## BEGIN WORKING DATA

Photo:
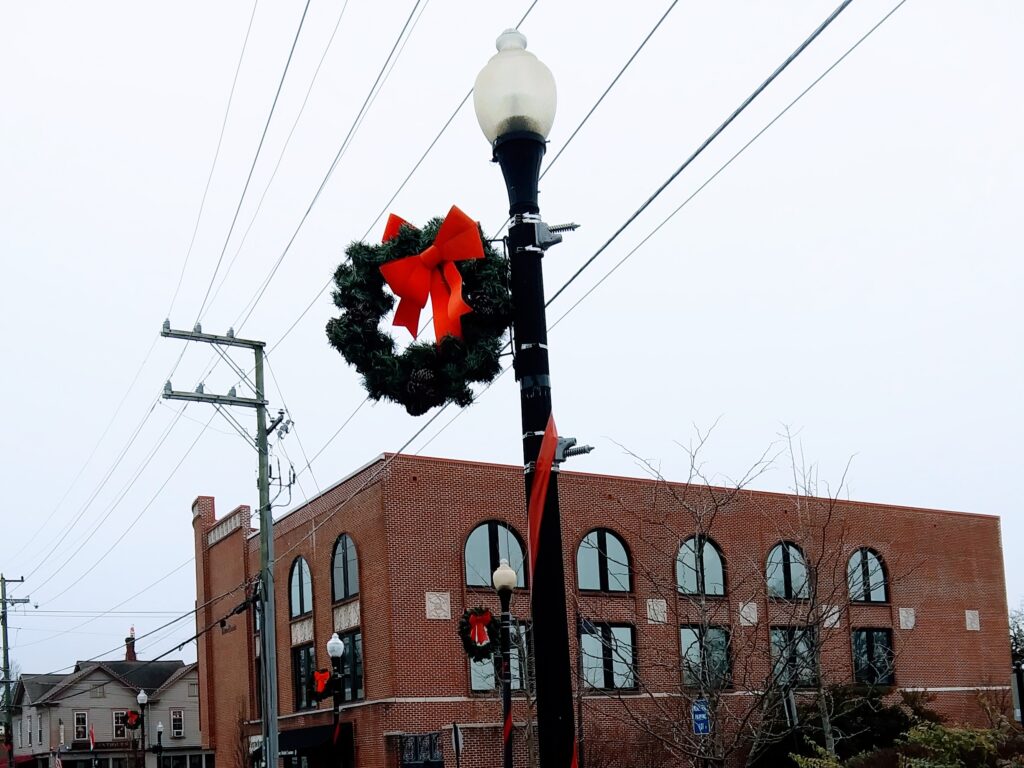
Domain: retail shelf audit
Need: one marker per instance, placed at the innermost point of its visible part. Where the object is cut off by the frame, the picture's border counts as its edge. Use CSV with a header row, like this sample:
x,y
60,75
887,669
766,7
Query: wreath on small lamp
x,y
469,337
478,630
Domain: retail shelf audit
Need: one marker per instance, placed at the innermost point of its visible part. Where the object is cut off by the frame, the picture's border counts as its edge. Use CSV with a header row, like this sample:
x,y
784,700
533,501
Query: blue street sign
x,y
701,721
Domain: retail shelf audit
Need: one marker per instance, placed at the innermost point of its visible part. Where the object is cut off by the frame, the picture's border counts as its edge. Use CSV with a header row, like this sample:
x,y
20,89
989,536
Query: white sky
x,y
855,273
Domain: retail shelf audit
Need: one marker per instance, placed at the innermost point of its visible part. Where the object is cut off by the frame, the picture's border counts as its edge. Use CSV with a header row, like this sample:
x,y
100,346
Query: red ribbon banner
x,y
433,273
478,628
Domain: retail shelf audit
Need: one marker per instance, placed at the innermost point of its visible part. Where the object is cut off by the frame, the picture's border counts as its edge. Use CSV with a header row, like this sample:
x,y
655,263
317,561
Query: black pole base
x,y
519,154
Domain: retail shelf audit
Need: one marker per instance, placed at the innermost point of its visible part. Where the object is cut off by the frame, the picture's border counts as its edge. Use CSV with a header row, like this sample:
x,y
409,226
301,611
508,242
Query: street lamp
x,y
504,580
514,97
336,650
142,700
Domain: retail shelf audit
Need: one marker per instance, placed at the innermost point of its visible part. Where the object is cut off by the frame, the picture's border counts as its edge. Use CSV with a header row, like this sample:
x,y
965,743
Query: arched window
x,y
300,586
704,574
602,562
344,569
786,571
487,545
866,577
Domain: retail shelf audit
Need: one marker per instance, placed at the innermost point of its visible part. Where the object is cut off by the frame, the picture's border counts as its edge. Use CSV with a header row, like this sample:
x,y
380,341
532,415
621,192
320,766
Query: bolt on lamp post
x,y
336,650
142,699
504,580
514,98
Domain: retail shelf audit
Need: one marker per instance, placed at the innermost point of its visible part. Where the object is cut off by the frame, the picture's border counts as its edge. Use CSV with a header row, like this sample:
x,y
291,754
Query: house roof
x,y
148,676
37,686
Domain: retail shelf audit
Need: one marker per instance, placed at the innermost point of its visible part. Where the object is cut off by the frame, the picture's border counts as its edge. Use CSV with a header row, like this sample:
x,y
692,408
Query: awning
x,y
299,738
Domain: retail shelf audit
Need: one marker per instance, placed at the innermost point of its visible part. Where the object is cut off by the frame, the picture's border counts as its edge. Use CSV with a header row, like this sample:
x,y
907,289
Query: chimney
x,y
130,646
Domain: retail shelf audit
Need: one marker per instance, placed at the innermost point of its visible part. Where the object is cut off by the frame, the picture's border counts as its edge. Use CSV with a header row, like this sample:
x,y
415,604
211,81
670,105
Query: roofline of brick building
x,y
387,457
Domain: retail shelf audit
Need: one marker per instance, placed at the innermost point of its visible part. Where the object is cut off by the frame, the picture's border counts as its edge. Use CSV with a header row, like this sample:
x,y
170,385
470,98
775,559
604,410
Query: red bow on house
x,y
433,272
478,628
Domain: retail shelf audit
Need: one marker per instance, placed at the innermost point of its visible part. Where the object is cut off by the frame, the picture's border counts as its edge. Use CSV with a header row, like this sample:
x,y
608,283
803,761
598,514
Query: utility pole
x,y
268,638
8,709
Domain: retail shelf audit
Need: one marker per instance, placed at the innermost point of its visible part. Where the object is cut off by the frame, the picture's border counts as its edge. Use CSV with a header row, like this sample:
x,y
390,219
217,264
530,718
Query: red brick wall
x,y
410,518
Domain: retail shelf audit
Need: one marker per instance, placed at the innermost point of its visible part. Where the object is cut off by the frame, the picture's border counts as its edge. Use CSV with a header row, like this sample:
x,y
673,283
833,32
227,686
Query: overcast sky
x,y
855,273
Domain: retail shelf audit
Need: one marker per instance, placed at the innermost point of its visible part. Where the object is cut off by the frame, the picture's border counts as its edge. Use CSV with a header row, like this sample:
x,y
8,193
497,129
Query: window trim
x,y
865,583
606,654
114,723
301,700
602,563
702,540
304,610
494,553
701,631
85,725
180,731
869,645
792,632
347,594
786,546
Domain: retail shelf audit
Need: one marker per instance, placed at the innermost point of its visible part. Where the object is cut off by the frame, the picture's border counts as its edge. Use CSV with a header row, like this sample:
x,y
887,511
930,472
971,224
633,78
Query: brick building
x,y
671,586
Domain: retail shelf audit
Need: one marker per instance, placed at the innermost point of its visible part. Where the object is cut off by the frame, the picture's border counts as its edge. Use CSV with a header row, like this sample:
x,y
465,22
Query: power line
x,y
252,167
135,520
281,156
213,165
246,313
707,142
679,208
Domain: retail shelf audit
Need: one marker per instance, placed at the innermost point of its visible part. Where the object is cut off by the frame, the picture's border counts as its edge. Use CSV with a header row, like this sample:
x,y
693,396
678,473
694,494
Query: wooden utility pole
x,y
268,638
8,706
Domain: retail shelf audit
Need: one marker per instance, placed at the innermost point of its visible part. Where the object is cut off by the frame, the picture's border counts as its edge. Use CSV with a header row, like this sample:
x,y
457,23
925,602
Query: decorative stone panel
x,y
346,616
907,619
439,605
302,631
657,610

## END WORKING DATA

All of the lines above should be retyped precisely, apart from the pictures.

### THE RESPONSE
Photo:
Domain: retail shelf audit
Need: one marker per instance, placed at the innermost point of its visible part. Where the object is cut off by the frame, the picture's border counts as its edge. Use CSV with a header row, like this sample:
x,y
60,75
887,669
766,7
Query: wreath on small lamp
x,y
469,337
478,630
Domain: retail shelf audit
Need: one marker per instance, placed at the innermost point of its visible part. Where the object is cut off by the frame, the picture's border counts as its edge. Use CSV with a header row, like this sample:
x,y
784,700
533,501
Query: blue street sign
x,y
701,721
Domain: retail shelf audit
Need: one marker per instance, placed at the innermost point of its visible part. Where the object is cut off by the frame, the picture's border counts as its edge. Use CSV with a header row, like this sample:
x,y
20,89
989,536
Query: white sky
x,y
855,273
Domain: retail shelf audit
Need: one marker per instance, placed at the innermost point of its visible part. Where the object is cut off by the frame, the picture's border counts as its edge. Use CSV with a header row, like this sample:
x,y
100,346
Query: red ribbon banner
x,y
433,273
478,628
Domain: retail shelf audit
Need: one marker per instance, placed at the innermost point of its visible part. Where the object is cut off by the frame, the picture's border counts as its edge. Use CSV with a header row, like this sample:
x,y
655,263
317,561
Query: black pole base
x,y
519,154
Domain: retail shelf audit
Need: one marker per instance, placed at the innermost point of its visible part. Where the object is cut off by the frame, the picture's border counts as its edge. Use CSV with a header row, like this sample:
x,y
409,226
301,611
508,242
Query: street lamp
x,y
504,580
514,97
336,650
142,700
Domain: retail shelf audit
Need: one marker per instance, placed at the innermost point of its visible part. Where the object is cut off by the frame, the picture's border counts as its edge. Use CSV with a header row, like this sample:
x,y
965,743
Query: arched window
x,y
300,586
704,574
602,562
344,569
786,571
487,545
866,577
Domain: retail shelf audit
Need: one marker per instance, placed at the innermost point of its visible part. Where the object is cut off by the frame, the picture's border counts as its edge. Use CSV with a header row, like this sample:
x,y
380,341
532,415
621,192
320,766
Query: bolt on lamp post
x,y
336,650
142,699
504,580
514,98
Domain: retail shelf audit
Need: one marker per instance, placed at the innermost point of its visible part. Where the object is cut off by the frame, the picture's border counts as its edge. Use CSV with a header row, like this sample:
x,y
291,754
Query: house roof
x,y
148,676
37,686
Domain: retail shelf audit
Need: one marker per instance, placed at the innermost point of its visible part. Where the object is cut off by the frame, the picture's border counts as its edge. Use CSV with a header row, like this sample:
x,y
692,408
Query: awning
x,y
299,738
Domain: retail shelf audit
Need: one marker per instance, placed at the innermost point of its visible part. Where the object is cut off by the frame, the picture's border counts as its edge. Use CSV with a header row, like this sample:
x,y
907,289
Query: chimney
x,y
130,646
Domain: retail shelf audit
Need: one marker per instance, placed at the innermost point of its visible part. Where the object is cut off by the frame, the picture's border counts as its edge. Use CSV with a header row, like this sample:
x,y
415,604
211,81
670,105
Query: roofline of brick building
x,y
387,457
Domain: retail shelf audit
Need: one marker per instance, placed at the innermost point of its visible part. Where the object is cut off by the frame, the picture's border counts as its edge. Use CSV with a header row, like this sample:
x,y
170,385
470,98
775,559
604,410
Query: red bow on house
x,y
433,272
478,628
Domain: retail shelf audit
Need: one marker per instance, placed at the innermost point of its visible part. Where the object is cut off by the frame, the picture's border counts as its edge. Use CSV with a header row, like this sample:
x,y
608,283
803,761
598,514
Query: utility pole
x,y
268,638
8,709
Domain: retail shelf audit
Need: one marker per instance, placed at the innermost point of its visible part. Where the object is cut off by the frame, the picture's border counts as its edge. Use CSV with a header row, like this sample:
x,y
390,219
217,264
530,718
Query: red brick wall
x,y
410,518
Domain: retail shelf audit
Need: one marker per instance, placed at the innermost point of its visible part. Where the object is cut off by the frame, the picture's border counts as its edge. Use CSV with a header row, like this sample:
x,y
673,283
833,32
227,686
Query: overcast sky
x,y
855,273
Domain: retail shelf audit
Need: one marker per instance, placed at the innermost point of its visible part. Where the object is cut off by the frame, the picture's border counts as its edge. Use CSV with a header row, like this sample:
x,y
8,193
497,129
Query: window trim
x,y
865,583
606,654
114,723
301,700
602,563
702,540
304,610
494,553
701,631
85,725
180,731
869,645
792,632
347,594
786,546
Domain: retail shelf audit
Need: one marker per instance, placed at the innermost point of its visible part. Where the object is cut off by the frame, the picture's border counts as its edge. Use CSV with a header row, like this sample:
x,y
887,511
930,472
971,224
633,78
Query: brick building
x,y
671,586
Domain: retail shelf audit
Need: one marker per instance, placed at the innermost point of its visible part. Where the object is cut off by the frame, the picture's border counts as its edge. Use CSV with a header row, like this sample:
x,y
465,22
Query: power line
x,y
252,167
135,520
281,156
213,165
246,313
707,142
679,208
Domain: retail shelf audit
Need: one marker per instance, placed at the innermost point of its visible part. Where the object is cut off by the frame, the picture's border counts as its edge. Use CSV with a header row, like this sample:
x,y
693,396
678,473
694,494
Query: wooden utility pole
x,y
268,638
8,706
Domain: retail shelf audit
Need: one marker per instance, placed at the innermost point of its visible part. Where the object is cut off by the frame, the picture's border counts as its edge. Use CSV with a header row, like this sample:
x,y
457,23
925,602
Query: decorative stone panel
x,y
346,616
907,619
439,605
302,631
657,610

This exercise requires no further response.